Your task ▸ Change each "Record the answer as CSV" in the rows below to "Give the answer in CSV form", and write all the rows out again with everything else the same. Leave the pictures out.

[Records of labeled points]
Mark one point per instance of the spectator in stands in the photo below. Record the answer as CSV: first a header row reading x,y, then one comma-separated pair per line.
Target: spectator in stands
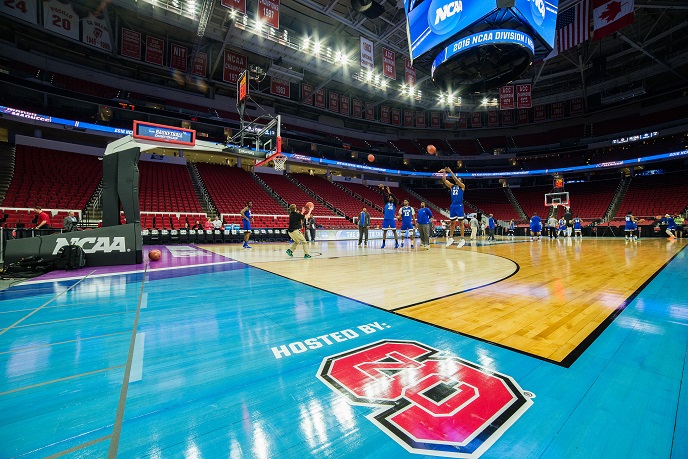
x,y
363,225
69,222
42,219
424,220
295,224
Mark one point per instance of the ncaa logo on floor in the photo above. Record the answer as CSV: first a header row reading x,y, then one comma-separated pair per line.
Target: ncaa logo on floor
x,y
430,404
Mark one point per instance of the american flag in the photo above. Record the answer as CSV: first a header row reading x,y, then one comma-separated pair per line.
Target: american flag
x,y
573,25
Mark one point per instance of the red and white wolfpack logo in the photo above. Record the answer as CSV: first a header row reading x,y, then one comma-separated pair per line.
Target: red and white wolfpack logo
x,y
429,404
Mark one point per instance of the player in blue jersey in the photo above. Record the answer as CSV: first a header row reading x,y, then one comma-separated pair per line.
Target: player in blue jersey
x,y
389,215
630,226
512,229
246,223
456,208
577,227
535,226
407,215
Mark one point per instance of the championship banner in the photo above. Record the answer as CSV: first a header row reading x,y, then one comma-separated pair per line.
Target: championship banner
x,y
435,120
155,50
389,64
476,119
396,117
268,12
280,87
59,18
408,118
358,108
334,102
26,10
577,106
320,98
367,53
344,105
200,65
179,57
524,97
237,5
384,114
370,111
493,118
234,65
506,98
131,44
420,119
409,73
95,32
307,93
507,118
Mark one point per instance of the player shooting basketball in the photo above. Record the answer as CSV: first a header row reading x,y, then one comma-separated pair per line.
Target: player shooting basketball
x,y
456,210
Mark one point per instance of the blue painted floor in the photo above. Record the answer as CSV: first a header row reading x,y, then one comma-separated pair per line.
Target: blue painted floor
x,y
232,361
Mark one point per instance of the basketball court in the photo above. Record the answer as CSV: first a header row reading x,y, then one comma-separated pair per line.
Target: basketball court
x,y
511,349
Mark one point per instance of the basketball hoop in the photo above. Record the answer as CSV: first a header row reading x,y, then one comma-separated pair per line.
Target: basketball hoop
x,y
279,162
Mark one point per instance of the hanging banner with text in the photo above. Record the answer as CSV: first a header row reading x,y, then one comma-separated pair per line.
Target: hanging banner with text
x,y
409,73
95,32
334,102
234,65
524,98
367,53
320,98
26,10
389,64
60,18
237,5
384,114
307,93
370,111
344,105
396,117
506,98
155,50
280,87
179,56
130,44
200,65
268,12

Solved problem ▸
Mark one point per instance of the spectator in stands in the photo below. Give the answer in CSV form: first a header row reading x,y, then one comma-separated pair per line.
Target: spectator in stands
x,y
363,225
69,222
42,219
424,220
295,224
Mark one point per instance of the ncaa logo on floor in the photo above. Give the answer in CSV form: first a header row reading x,y, then one comma-separated pair per line.
Target: ncaa logo on floor
x,y
430,404
Mark one point per instance of the american flag in the photo above. Give the answer in CSV form: first a header row reading x,y, then one comma-separated pair per line.
Target: american flag
x,y
573,25
Mark one point per instance of the red and white wolfpack logo in the photo above. Give the answer in CSV form: first a header row reading x,y, then one comma-separated pair per line.
Target: red and white wolfpack logo
x,y
429,404
Mark one point per instance of the player in blue jersey in the photo above. Give the answer in CSV form: first a header row reading x,y, then one comma-separated pair per line.
Target: player in blue jersey
x,y
389,215
630,226
512,229
246,223
456,208
577,227
535,226
407,215
Mark one point per instance of the championship banner in the photo above. Give the answer in CSV form: first a header row reading x,y, then one comma-separated pair per line.
Target: championship banner
x,y
435,120
155,50
389,64
476,119
396,117
268,12
280,87
59,18
408,118
358,108
334,102
26,10
577,106
320,98
367,53
344,105
200,65
179,57
524,97
237,5
384,114
370,111
493,118
234,65
506,98
131,44
420,119
409,73
95,32
307,93
507,118
Mark one point per instance of the player shooting basketball in the photo above. Give the answer in CSV form: first a header row reading x,y, then one comma-separated pair per line.
Target: player shooting basketball
x,y
456,210
Mark one point per instance of the blue painted floor in the photo above. Give the answer in CSV form: first a header row reading x,y, then one comma-separated pair per line.
Target: blue painted floor
x,y
232,361
Mark one point per instance of the basketball court in the photo above. Give the answer in CSV form: first a header row reading x,y, then one comma-separated pair per line.
Target: basketball court
x,y
511,349
Mark one point per instance of the basketball hoop in the photo above. Give the answer in CSV form: first a header row reading x,y, then one comma-separated pair per line.
Target: basketball hoop
x,y
279,162
Mark one point per instance of the hanging banner with text in the photo above. Give the answer in CSV form: first a header row reading x,y, then one comma-separated pair per line.
Target: hanging banner with text
x,y
409,73
95,32
334,102
234,65
524,98
367,53
320,98
26,10
389,64
60,18
237,5
384,114
307,93
370,111
344,105
396,117
506,98
155,50
280,87
179,56
130,44
200,65
268,12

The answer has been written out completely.